Task details
Which lines in the material below contain the word "green"? Copy each of them.

Extracted material
= = = = = = =
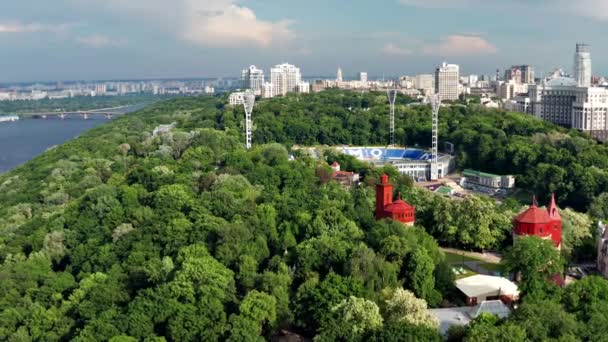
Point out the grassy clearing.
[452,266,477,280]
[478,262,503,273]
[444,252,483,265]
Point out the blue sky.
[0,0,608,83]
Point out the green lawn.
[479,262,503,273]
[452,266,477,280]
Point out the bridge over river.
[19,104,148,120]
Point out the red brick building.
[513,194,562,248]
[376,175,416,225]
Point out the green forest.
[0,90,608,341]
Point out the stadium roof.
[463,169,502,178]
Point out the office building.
= = = = = = =
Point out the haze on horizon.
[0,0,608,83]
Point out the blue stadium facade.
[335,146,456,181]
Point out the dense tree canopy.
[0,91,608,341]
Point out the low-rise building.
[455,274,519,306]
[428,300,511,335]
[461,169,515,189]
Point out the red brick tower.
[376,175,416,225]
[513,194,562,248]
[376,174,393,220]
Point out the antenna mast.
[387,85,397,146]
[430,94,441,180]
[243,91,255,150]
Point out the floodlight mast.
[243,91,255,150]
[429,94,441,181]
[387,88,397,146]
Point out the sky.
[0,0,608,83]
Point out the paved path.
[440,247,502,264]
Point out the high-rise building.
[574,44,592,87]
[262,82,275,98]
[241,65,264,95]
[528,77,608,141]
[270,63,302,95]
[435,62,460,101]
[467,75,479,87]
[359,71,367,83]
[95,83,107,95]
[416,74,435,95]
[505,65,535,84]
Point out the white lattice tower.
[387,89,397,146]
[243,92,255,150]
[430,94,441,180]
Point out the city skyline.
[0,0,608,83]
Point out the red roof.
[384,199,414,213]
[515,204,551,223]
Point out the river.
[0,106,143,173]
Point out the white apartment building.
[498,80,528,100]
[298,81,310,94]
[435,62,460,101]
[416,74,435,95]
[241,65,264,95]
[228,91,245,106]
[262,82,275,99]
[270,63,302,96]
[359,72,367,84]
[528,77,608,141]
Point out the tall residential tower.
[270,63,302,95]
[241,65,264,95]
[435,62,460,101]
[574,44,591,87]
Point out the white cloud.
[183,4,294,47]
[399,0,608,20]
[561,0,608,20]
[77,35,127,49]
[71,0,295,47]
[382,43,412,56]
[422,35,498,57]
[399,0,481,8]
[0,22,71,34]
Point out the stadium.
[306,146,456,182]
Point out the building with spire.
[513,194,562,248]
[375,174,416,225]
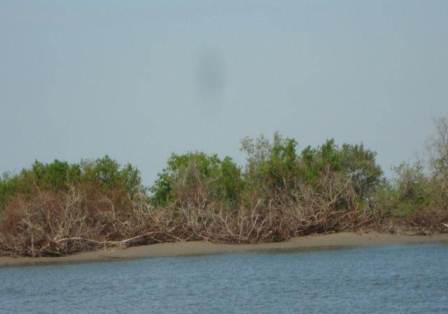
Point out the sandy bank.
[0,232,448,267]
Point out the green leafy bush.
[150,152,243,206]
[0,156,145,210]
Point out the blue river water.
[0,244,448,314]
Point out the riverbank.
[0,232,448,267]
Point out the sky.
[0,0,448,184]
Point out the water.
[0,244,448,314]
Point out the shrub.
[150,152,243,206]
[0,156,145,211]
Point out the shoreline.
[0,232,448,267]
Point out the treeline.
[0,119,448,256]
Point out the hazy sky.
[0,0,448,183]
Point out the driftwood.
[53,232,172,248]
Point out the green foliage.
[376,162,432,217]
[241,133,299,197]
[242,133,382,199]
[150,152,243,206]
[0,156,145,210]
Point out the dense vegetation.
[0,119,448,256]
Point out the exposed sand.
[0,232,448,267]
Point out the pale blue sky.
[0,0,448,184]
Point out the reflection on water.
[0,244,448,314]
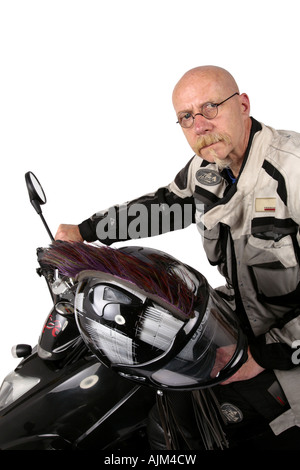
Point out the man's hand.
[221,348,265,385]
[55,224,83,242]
= = = = = = =
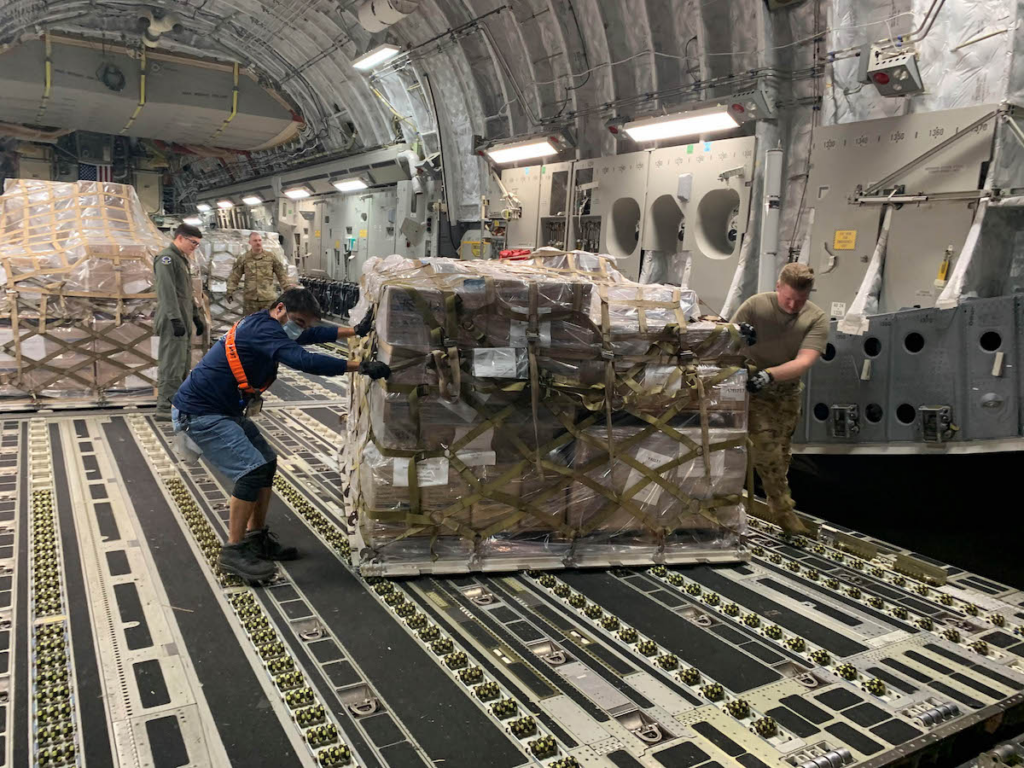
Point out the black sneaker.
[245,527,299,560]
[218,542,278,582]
= = = = = = =
Task output
Point out the green lawn.
Point out the green forest.
Point out the green leafy bush.
Point out the green foliage.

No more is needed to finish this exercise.